#### [TASK DIRECTIONS]
Look through the material below and copy exactly the lines from the line with "Target: grass" to the line with "the main landing", those two lines included.

┌──

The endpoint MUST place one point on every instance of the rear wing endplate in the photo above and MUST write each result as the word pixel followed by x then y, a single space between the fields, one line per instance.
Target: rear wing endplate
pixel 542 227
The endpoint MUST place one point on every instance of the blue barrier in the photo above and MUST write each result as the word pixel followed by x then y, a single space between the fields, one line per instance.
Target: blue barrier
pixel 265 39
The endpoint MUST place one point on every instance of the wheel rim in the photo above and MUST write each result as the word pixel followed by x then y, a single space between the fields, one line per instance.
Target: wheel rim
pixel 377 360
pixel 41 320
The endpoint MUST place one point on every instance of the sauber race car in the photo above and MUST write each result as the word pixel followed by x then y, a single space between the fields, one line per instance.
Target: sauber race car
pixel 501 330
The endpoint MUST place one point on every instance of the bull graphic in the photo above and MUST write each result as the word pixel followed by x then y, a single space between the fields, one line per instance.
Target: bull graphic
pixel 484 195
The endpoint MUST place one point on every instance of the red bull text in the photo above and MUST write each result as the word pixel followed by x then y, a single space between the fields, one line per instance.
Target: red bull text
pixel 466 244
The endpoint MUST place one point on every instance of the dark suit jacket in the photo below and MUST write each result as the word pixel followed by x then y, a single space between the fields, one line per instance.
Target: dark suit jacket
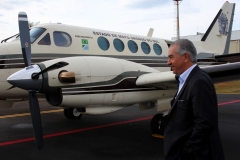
pixel 191 129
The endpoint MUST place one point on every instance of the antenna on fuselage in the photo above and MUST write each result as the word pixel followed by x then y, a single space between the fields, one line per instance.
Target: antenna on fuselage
pixel 177 2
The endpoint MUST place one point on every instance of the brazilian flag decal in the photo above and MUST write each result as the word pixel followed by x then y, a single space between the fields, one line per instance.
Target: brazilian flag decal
pixel 85 44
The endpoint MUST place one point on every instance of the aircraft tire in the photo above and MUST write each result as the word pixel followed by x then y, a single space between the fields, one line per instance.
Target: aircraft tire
pixel 157 125
pixel 72 113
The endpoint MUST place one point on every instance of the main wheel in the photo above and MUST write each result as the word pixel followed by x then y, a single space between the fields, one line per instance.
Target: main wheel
pixel 157 124
pixel 72 113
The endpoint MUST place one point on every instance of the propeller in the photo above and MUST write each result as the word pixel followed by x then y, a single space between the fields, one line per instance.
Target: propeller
pixel 28 78
pixel 33 101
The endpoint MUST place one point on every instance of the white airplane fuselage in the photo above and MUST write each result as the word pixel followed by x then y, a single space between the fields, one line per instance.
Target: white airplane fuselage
pixel 106 64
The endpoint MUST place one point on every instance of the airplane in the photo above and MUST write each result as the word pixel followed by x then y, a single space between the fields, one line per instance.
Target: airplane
pixel 90 71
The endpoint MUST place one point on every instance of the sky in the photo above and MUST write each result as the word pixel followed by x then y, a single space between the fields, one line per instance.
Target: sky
pixel 126 16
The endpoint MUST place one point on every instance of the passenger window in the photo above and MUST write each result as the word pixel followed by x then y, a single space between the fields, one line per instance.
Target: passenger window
pixel 45 40
pixel 118 44
pixel 157 49
pixel 103 43
pixel 62 39
pixel 145 48
pixel 132 46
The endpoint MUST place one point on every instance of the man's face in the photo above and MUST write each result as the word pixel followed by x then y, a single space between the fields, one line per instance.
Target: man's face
pixel 175 61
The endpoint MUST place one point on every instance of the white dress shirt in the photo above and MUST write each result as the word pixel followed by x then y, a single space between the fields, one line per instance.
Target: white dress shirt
pixel 183 77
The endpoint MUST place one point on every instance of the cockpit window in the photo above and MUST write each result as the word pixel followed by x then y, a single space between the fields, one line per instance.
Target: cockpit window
pixel 45 40
pixel 62 39
pixel 34 34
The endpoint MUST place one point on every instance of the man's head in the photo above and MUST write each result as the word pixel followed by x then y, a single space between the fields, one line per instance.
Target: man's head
pixel 182 54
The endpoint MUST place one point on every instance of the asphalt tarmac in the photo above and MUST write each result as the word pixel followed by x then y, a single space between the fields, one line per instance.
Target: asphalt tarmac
pixel 121 135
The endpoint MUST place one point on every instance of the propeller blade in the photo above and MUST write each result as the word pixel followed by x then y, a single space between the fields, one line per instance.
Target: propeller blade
pixel 25 38
pixel 36 119
pixel 52 67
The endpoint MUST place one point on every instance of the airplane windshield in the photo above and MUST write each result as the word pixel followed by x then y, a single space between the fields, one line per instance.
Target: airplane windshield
pixel 34 34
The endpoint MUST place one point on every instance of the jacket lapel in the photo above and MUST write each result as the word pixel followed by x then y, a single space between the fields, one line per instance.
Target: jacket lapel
pixel 195 69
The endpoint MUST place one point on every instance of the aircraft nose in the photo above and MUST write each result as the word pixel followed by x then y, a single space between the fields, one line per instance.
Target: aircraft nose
pixel 23 79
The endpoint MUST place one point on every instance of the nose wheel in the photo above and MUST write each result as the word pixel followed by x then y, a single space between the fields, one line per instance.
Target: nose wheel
pixel 72 113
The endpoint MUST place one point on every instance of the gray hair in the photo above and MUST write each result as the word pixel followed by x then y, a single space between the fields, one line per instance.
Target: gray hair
pixel 186 46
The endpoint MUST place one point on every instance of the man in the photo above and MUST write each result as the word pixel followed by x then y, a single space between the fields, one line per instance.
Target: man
pixel 191 129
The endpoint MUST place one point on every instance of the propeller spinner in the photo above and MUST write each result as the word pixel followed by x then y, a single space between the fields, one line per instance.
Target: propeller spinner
pixel 30 78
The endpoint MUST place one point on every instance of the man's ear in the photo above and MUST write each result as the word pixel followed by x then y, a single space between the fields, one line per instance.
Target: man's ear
pixel 187 57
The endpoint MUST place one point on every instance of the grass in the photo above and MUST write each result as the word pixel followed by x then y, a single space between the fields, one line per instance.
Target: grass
pixel 228 87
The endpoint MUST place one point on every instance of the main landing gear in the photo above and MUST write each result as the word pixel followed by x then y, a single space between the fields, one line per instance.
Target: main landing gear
pixel 72 113
pixel 157 124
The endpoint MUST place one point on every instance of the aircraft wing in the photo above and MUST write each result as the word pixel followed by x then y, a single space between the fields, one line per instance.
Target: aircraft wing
pixel 166 80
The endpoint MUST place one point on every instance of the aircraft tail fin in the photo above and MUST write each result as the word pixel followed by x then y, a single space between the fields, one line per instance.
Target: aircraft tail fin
pixel 217 37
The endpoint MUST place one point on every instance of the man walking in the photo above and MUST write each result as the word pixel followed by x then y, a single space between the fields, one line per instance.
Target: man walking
pixel 191 129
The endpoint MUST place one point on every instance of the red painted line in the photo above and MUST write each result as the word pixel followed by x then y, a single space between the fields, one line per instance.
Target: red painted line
pixel 90 128
pixel 74 131
pixel 230 102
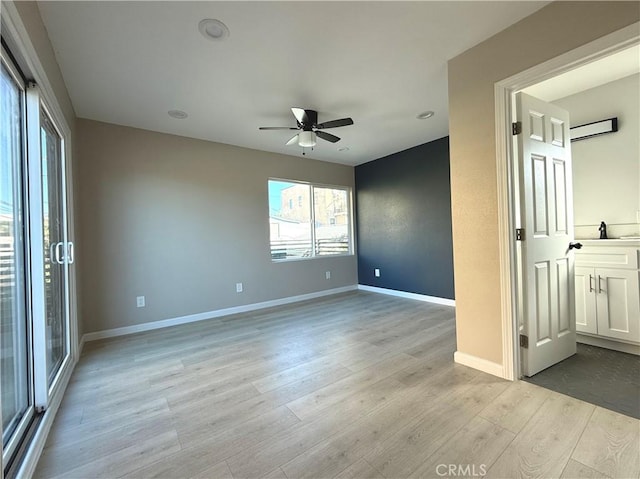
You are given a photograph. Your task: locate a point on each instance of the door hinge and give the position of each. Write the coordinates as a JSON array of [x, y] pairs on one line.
[[516, 128]]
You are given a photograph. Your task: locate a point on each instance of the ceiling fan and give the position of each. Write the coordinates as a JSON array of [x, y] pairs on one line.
[[307, 121]]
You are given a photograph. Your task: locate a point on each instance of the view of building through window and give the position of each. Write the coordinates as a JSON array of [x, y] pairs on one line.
[[307, 220]]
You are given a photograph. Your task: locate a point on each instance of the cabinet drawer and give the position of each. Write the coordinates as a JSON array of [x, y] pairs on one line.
[[609, 257]]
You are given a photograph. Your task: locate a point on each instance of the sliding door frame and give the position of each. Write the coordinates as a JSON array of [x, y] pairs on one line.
[[19, 43]]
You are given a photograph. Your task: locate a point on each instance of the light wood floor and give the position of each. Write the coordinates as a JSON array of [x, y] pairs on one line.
[[358, 385]]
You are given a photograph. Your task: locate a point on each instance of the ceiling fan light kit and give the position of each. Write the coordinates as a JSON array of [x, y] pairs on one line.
[[307, 139], [310, 129]]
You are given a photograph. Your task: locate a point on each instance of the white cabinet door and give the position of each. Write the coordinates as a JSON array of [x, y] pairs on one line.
[[618, 303], [585, 300]]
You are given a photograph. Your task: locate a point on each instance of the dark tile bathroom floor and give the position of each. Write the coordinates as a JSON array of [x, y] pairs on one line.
[[607, 378]]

└──

#### [ANSWER SPACE]
Target: grass
pixel 228 87
The endpoint MUST place one point on every instance of the main landing gear in the photo above and MUST write each result as the word pixel followed by x then y, a single space between the fields, one line per instance.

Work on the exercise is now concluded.